EXTRACT =
International crises from the pandemic to the recent desperate withdrawal from Afghanistan are forcing a debate on whether Europe has the means to take care of its own security and defence in an unpredictable world. While some argue for Europe to be shut off and others for a defence focused entirely on the armed forces, international cooperation remains crucial for a safer, more peaceful world, and security today means far more than the military. We spoke to Finnish Foreign Minister Pekka Haavisto about some of the big questions Europe faces today.

Green European Journal: What are the greatest geopolitical challenges facing Europe?

Pekka Haavisto: In Finland, and also within the Finnish Greens, we take a wider perspective on security challenges. Security is not only about military tensions, competition between the great powers, and hybrid threats, but also environmental disruption, human rights violations, and migration. The greatest geopolitical challenge is clearly the climate. And it should also be underlined how mitigating climate change is a source of security more generally.

In Finland, the word “geopolitics” traditionally implies Russia and relations between Russia and the West. But looking at global actors today, the geopolitics of the US-China relationship is now having a greater influence on Europe. China is no longer just a third player; it has become the main player alongside the United States. For Europe, tensions between the US, China, or Russia for that matter, are not only about competition between the great powers but are also about values, because Europe’s strength lies in the values that it represents. If you take a narrow geopolitical view, you start to look at the map to see who neighbours whom and so forth. But when you look at values, there are many kinds of combinations.

WORK ITEM = Resume the interview with Pekka Haavisto on Europe's security, picking up right after its last sentence.

DATASET EXTRACT =
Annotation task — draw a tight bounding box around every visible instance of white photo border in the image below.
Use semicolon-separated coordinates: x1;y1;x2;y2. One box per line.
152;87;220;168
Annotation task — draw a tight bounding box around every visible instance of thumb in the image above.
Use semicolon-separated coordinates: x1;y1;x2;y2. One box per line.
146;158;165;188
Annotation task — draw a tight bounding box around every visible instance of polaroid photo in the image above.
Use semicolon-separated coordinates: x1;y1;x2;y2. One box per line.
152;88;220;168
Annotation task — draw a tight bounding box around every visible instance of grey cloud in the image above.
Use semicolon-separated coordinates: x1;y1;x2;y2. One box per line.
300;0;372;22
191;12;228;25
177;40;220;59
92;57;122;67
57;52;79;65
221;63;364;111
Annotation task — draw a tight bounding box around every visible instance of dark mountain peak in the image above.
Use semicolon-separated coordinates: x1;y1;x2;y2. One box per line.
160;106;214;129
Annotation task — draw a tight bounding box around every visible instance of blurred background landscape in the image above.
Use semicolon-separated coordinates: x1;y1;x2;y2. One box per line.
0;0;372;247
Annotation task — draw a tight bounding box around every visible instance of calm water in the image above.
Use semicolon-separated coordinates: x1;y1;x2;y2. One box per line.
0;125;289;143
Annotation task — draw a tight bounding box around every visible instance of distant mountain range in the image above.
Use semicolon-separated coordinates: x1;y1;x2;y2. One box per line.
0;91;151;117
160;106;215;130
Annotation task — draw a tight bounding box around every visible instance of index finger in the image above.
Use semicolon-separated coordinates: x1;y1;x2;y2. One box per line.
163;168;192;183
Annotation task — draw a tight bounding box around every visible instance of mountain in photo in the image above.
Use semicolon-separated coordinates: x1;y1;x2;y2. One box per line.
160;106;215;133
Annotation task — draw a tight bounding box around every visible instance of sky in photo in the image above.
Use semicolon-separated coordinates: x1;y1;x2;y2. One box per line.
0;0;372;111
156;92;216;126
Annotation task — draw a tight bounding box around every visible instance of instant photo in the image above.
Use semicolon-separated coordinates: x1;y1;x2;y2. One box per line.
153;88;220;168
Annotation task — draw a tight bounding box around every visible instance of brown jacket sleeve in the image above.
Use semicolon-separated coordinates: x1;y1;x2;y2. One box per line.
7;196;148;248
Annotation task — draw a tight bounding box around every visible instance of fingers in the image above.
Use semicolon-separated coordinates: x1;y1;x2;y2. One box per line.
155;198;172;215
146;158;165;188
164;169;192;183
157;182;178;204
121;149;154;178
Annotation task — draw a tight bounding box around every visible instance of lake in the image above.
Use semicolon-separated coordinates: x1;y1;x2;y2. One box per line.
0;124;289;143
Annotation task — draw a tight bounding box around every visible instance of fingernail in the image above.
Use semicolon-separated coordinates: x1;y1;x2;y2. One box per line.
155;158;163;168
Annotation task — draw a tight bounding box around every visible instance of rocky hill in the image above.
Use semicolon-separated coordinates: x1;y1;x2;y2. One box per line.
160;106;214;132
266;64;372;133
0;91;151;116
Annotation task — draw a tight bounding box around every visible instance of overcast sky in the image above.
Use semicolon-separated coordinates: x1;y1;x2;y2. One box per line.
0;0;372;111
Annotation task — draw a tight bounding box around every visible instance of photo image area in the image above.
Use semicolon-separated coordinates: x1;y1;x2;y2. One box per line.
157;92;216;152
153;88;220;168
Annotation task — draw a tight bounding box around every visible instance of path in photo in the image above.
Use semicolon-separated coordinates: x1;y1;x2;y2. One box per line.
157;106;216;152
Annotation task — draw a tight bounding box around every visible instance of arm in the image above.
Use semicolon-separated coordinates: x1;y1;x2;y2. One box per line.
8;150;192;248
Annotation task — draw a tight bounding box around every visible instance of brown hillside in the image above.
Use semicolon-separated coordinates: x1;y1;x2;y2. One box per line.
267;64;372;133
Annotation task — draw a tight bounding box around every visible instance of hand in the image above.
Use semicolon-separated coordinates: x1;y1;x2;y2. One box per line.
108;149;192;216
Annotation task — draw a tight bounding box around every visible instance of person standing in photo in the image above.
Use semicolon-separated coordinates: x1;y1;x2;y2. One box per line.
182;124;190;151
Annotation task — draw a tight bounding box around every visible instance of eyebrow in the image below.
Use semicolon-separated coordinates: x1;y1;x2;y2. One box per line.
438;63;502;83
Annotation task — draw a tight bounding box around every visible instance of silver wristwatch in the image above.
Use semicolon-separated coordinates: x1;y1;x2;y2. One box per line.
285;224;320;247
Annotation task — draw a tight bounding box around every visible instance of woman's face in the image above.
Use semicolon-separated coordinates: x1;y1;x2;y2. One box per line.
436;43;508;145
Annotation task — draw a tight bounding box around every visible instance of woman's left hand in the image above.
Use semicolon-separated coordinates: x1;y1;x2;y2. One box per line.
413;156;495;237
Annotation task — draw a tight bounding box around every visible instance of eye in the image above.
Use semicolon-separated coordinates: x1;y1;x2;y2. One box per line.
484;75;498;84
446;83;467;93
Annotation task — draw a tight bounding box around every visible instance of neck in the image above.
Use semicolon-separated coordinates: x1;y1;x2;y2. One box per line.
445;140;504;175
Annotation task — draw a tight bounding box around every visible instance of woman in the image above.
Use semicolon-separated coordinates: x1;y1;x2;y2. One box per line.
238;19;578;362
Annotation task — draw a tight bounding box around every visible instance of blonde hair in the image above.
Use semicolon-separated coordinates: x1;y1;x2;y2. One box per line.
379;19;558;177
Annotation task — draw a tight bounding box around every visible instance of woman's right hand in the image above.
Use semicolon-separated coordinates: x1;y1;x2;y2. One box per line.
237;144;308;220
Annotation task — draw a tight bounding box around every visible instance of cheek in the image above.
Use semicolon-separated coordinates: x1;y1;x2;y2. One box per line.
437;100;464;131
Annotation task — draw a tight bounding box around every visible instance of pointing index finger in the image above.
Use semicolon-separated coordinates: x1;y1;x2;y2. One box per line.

RESPONSE BOX =
How do you see the geopolitical role of the European Union?

I personally favour – and this is also the position of the Finnish government – the European Union developing its own security capacity. Of course, discussions on a European strategic compass are still in the early stages. We are also fully aware in Finland that many EU countries base their security on military cooperation through NATO membership. However, the new security threats of the 21st century do not replace the old ones but add new layers: a hybrid layer, a cyber layer, and so forth.

The European Union as an institution is more suited to effectively responding to these new layers of security than a traditional military alliance such as NATO. All European countries have faced cyber-attacks in recent years. For real cybersecurity, you need more than just military capabilities. It requires civilian capabilities and the deeper involvement of civilian authorities. Whatever the EU can do to work on these wider security challenges is welcome. The basis of the EU’s security policy should be a real response to health, hybrid, and climate risks.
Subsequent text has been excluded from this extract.